(Available data Opens)

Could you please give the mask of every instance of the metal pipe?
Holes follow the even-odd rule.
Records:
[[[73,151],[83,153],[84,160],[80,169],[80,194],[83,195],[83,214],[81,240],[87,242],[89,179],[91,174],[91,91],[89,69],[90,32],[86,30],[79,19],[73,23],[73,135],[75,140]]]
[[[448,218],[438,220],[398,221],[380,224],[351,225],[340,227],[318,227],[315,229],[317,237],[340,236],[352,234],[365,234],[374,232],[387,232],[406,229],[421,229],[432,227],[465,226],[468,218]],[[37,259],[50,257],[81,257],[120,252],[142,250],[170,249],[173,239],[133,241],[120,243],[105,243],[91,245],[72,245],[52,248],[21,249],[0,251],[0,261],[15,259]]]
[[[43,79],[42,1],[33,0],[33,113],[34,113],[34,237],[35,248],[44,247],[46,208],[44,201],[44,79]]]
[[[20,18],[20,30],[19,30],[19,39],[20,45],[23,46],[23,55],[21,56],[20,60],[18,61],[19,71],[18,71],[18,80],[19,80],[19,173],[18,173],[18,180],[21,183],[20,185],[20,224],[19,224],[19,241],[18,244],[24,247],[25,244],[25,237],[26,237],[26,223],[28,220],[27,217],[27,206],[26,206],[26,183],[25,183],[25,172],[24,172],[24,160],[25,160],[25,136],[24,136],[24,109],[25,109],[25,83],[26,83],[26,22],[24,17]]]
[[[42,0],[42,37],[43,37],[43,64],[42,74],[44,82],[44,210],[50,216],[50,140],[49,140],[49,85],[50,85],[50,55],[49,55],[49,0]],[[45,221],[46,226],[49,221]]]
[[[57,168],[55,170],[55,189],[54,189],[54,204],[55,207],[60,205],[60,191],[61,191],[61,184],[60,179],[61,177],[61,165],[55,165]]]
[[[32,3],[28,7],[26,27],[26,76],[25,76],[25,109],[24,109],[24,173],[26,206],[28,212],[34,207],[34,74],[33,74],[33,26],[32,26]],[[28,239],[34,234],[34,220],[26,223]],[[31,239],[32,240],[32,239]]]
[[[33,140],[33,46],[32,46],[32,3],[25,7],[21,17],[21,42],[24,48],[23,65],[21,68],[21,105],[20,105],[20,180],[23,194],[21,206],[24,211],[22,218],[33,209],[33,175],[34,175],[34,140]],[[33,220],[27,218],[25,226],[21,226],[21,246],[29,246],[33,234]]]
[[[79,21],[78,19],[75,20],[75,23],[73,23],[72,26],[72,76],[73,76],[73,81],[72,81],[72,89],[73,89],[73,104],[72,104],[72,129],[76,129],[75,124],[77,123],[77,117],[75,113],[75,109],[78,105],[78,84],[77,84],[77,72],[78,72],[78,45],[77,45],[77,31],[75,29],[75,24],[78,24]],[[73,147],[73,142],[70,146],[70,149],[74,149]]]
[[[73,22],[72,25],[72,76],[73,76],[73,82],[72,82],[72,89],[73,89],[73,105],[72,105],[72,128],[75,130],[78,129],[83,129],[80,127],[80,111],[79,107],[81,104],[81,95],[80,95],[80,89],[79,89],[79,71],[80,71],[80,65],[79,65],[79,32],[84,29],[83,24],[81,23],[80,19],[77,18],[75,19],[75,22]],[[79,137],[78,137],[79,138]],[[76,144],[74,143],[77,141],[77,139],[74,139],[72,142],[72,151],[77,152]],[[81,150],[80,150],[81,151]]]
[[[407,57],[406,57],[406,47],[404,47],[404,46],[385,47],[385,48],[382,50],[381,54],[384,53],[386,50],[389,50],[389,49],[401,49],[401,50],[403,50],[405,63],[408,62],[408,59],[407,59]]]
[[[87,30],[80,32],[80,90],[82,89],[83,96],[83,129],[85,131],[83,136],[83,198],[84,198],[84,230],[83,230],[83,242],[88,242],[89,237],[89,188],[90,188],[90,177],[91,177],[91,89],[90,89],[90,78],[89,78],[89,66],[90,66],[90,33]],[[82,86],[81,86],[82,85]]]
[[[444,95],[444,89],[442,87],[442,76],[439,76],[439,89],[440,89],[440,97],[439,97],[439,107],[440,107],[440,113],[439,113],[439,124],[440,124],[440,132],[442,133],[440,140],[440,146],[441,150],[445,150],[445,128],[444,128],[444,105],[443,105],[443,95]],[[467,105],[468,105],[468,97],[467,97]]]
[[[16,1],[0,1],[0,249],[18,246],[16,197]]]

(Available data Closes)

Assignment – The data above should be copied exactly, with no line omitted.

Output for this exercise –
Could you please give the mask of every instance of the metal pipe?
Holes follow the even-odd rule.
Records:
[[[73,151],[83,153],[84,160],[80,169],[80,194],[83,195],[83,214],[81,240],[87,242],[89,179],[91,174],[91,91],[89,69],[90,32],[86,30],[79,19],[73,23],[73,135],[75,140]]]
[[[448,218],[438,220],[398,221],[380,224],[351,225],[340,227],[318,227],[315,229],[317,237],[340,236],[352,234],[365,234],[374,232],[387,232],[406,229],[421,229],[432,227],[465,226],[468,218]],[[37,259],[50,257],[81,257],[120,252],[142,250],[170,249],[173,239],[133,241],[120,243],[105,243],[91,245],[72,245],[52,248],[21,249],[0,251],[0,261],[15,259]]]
[[[43,79],[42,1],[33,0],[33,113],[34,113],[34,237],[35,248],[44,247],[46,208],[44,201],[44,79]]]
[[[20,18],[20,30],[19,30],[19,39],[20,45],[23,46],[23,55],[21,56],[20,60],[18,61],[19,71],[18,71],[18,80],[19,80],[19,173],[18,173],[18,180],[21,183],[20,185],[20,224],[19,224],[19,241],[18,244],[24,247],[25,244],[25,237],[26,237],[26,223],[28,220],[27,217],[27,206],[26,206],[26,183],[25,183],[25,172],[24,172],[24,160],[25,160],[25,136],[24,136],[24,109],[25,109],[25,83],[26,83],[26,22],[24,17]]]
[[[42,0],[42,37],[43,37],[43,64],[42,74],[44,82],[44,210],[50,216],[50,140],[49,140],[49,85],[50,85],[50,55],[49,55],[49,0]],[[45,221],[46,226],[49,221]]]
[[[57,168],[55,170],[55,189],[54,189],[54,204],[55,207],[60,205],[60,191],[61,191],[61,184],[60,179],[61,177],[61,165],[55,165]]]
[[[32,3],[28,7],[26,27],[26,76],[25,76],[25,109],[24,109],[24,173],[26,206],[28,212],[34,207],[34,74],[33,74],[33,26],[32,26]],[[28,239],[34,234],[34,220],[26,223]],[[31,239],[32,240],[32,239]]]
[[[33,140],[33,46],[32,46],[32,3],[25,7],[21,17],[21,42],[24,48],[23,65],[21,68],[21,105],[20,105],[20,180],[23,194],[21,206],[24,211],[22,218],[33,209],[33,175],[34,175],[34,140]],[[33,220],[27,218],[25,226],[21,226],[21,246],[29,246],[33,234]]]
[[[79,21],[78,19],[75,20],[75,23],[73,23],[72,26],[72,76],[73,76],[73,81],[72,81],[72,89],[73,89],[73,104],[72,104],[72,129],[76,129],[75,124],[77,123],[77,117],[75,113],[75,109],[78,105],[78,84],[77,84],[77,72],[78,72],[78,45],[77,45],[77,31],[75,29],[75,24],[78,24]],[[73,147],[73,142],[70,146],[70,149],[74,149]]]
[[[73,22],[72,25],[72,76],[73,76],[73,82],[72,82],[72,89],[73,89],[73,105],[72,105],[72,128],[75,130],[78,129],[83,129],[80,127],[80,111],[79,107],[81,104],[81,95],[80,95],[80,89],[79,89],[79,71],[80,71],[80,65],[79,65],[79,32],[84,29],[83,24],[81,23],[80,19],[77,18],[75,19],[75,22]],[[79,137],[78,137],[79,138]],[[76,144],[74,143],[77,141],[77,139],[74,139],[72,142],[72,151],[77,152]],[[81,150],[80,150],[81,151]]]
[[[407,57],[406,57],[406,47],[404,47],[404,46],[385,47],[385,48],[382,50],[381,54],[384,53],[386,50],[389,50],[389,49],[401,49],[401,50],[403,50],[405,63],[408,62],[408,59],[407,59]]]
[[[87,30],[80,32],[80,90],[82,89],[83,96],[83,129],[85,131],[83,136],[83,198],[84,198],[84,230],[83,230],[83,242],[88,242],[89,237],[89,188],[90,188],[90,177],[91,177],[91,89],[90,89],[90,78],[89,78],[89,66],[90,66],[90,33]],[[82,86],[81,86],[82,85]]]
[[[444,95],[444,89],[442,87],[442,76],[439,76],[439,89],[440,89],[440,97],[439,97],[439,107],[440,107],[440,113],[439,113],[439,124],[440,124],[440,132],[442,133],[440,140],[440,146],[441,150],[445,150],[445,128],[444,128],[444,105],[443,105],[443,95]],[[467,105],[468,105],[468,97],[467,97]]]
[[[16,1],[0,1],[0,249],[18,246],[16,197]]]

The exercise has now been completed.